- **Selected text**:

____

How to do Xmas without wanting to murder your relatives
Friday, December 4, 2009 at 10:33PM Consider the following three facts.
- Brought up by a stay-at-home Mum who cooked everything from scratch (more out of financial necessity than choice), I come from a family who're a bit snooty about putting shop-bought anything in their mouths. On any ordinary day of the year, let alone Christmas.
- I usually do the lion's share of Christmas day cooking.
- I like to relax on Christmas day.
Seemingly incompatible aren't they? But I know from experience that all three can be coaxed into wonderful harmony. In fact, I have not just one, but two, sets of proof.
Exhibit 1: Christmas 2006
Bored of the same old same old, the Catto family hire an apartment in San Sebastián, a picturesque little city on the north coast of Spain where my sister has been working for several months. On Christmas Eve, we discover a marvellous delicatessen and food emporium - the place to buy food it turns out - and stock up on festive goodies. A selection of Spanish cured meats and a deeply perfumed melon to start; a guinea fowl for main; regional patisserie for dessert.
On the big day itself, we go for a stroll on the beach. The ice cold air, sharp light and bright blue skies shock and innervate. Back at the apartment, dinner takes a record-breaking hour and a half to prepare. And would have taken even less if it weren't for the limited array of kitchen utensils and equipment - standard rental apartment fare. Unlike every other Christmas I can recall, there is no split into kitchen drones and living room revellers. Everyone mucks in. Spirits are high and a sense of togetherness pervades. Further bolstered by a good few vinos, after-dinner high jinks culminate in my sister dressing up in a self-fashioned lettuce drainer and scarf burqa and a three-foot planter on her head. We laugh so hard it hurts.


Exhibit 2: Christmas 2007
We want to repeat the leisurely, family-centred experience of the previous year, while reintroducing a measure of tradition. The solution? A pared down menu where most of the items can be made in advance, leaving as little as possible to be done on the day. Soup instead of our usual salad starter - too much last minute finicking about. A side of Galloway beef instead of a bird. Hurrah! No tweezing and singeing recalcitrant feathers, boiling down innards for stock, stuffing the cavity and sewing up its bum. Roast potatoes are swapped for celeriac purée - forget the headache of cooking two items at different temperatures in a single oven. We can't face entirely forgoing our beloved clootie dumpling, the Scottish equivalent of Christmas pudding but milder tasting and steamed in a 'cloot' (Scottish for 'cloth'). Made six weeks in advance for the flavours to meld and mature, reheating takes 2-3 hours with constant attention to prevent it from boiling dry. It's reserved for Boxing Day and in its place we have trifle topped with syllabub rather than cream. A tokenistic concession to lightness.

____

Go on with the Christmas cooking text from the point where it stops. The lines that come next are drawn from a separate source.

[Lines taken from a collection]
____

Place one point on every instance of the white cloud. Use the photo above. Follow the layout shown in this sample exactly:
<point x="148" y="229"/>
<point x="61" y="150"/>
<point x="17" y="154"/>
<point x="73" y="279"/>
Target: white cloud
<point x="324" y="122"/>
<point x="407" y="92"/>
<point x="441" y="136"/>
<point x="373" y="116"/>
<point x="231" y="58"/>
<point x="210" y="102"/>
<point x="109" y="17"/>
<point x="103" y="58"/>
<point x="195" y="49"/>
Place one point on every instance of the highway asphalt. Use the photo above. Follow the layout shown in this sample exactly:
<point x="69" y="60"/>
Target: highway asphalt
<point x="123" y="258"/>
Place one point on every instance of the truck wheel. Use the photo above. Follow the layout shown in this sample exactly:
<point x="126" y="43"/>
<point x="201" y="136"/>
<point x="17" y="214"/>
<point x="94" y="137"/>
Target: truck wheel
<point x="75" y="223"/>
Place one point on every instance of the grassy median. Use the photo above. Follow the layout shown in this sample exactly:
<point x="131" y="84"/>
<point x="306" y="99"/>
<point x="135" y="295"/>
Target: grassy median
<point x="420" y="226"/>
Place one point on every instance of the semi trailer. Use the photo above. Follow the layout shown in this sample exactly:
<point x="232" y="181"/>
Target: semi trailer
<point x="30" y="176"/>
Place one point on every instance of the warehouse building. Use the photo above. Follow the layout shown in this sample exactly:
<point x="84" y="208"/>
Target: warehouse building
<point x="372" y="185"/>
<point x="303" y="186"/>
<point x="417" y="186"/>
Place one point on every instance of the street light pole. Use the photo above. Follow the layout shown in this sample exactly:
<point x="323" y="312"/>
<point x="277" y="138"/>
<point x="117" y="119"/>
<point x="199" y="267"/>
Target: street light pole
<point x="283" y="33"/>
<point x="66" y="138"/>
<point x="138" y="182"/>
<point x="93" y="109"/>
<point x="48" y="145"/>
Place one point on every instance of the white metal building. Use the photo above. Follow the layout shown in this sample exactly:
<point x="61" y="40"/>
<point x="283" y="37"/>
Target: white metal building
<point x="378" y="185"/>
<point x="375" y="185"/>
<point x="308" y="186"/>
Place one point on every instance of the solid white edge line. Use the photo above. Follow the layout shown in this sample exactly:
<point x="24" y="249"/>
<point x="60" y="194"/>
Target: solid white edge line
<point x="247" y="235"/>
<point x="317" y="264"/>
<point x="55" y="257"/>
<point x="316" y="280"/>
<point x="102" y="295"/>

____

- **Expected answer**:
After our Buck's Fizz breakfast - a long held family tradition - nobody knows quite what to do with themselves. Everything that can be done has been done. Relaxing at such an early stage in the proceedings is so uncustomary that we need time to adjust. After a while spent chatting idly, we go for a walk in the local botanic gardens. Afterwards, everybody has loads of time to get their glad rags on, make themselves look pretty and do any last minute gift wrapping. There is an obligatory 25 minutes of chaos prior to serving the main course, ensuring everything is ready at the same time and plating up. But that is the only stressful period of the entire day. We smugly conclude that we've nailed the perfect Crimbo.
Flaming the clootie
Praying at its alter
Christmas 2008
Dad develops an annoying case of festive amnesia and announces that 'Christmas isn't Christmas without prawn cocktail, then scotch broth, a bird and all the trimmings, rounded off with a choice of clootie dumpling or trifle.' Wherever has he got these ideas? We only ever have three courses and there are no options. You get what you're given. Mum and I desperately try to persuade him that he didn't feel this way last year. Or the year before. Alas, to no avail. Having had a domineering mother, I'm summarily informed that he won't put up with being told what to do by a bossy daughter. He decides to take Christmas day dinner under his wing and confidently states that he'll take care of everything; us ladies can sit back and relax. This strikes me as a somewhat risky strategy given that his culinary coordination starts and ends with Sunday breakfast. But the matter is clearly closed.
My sister gives birth to her first child a week earlier and spends the day wandering about in her goonie, breastfeeding for 3-5 hour intervals. Adam, her partner, hangs at the ready, changing nappies and to-ing and fro-ing on instruction. Weirdly, Dad is largely absent; if not in body, then in willingness to participate. With no forward preparations (apart from a gargantuan trifle on my part, and even that isn't finished), Mum and I spend a marathon five hours in his minute galley kitchen. I resent every minute of it and don't even like what's on the menu. I make a personal vow to never, ever repeat the experience.
Christmas 2009
Delicate negotiations began about a month ago, location being the first item up for discussion. Portugal is mooted, but gets ruled out early on as everybody is broke. We settle on Dad's place again - the flat that he rents, on a beautiful castle estate, in order to be close to his work. Better than the joint parental residence in Inverness as we can have more room by renting the adjoining holiday apartment. We can hardly contain our excitement at the prospect of a baby-paraphernalia, soiled-nappy free zone.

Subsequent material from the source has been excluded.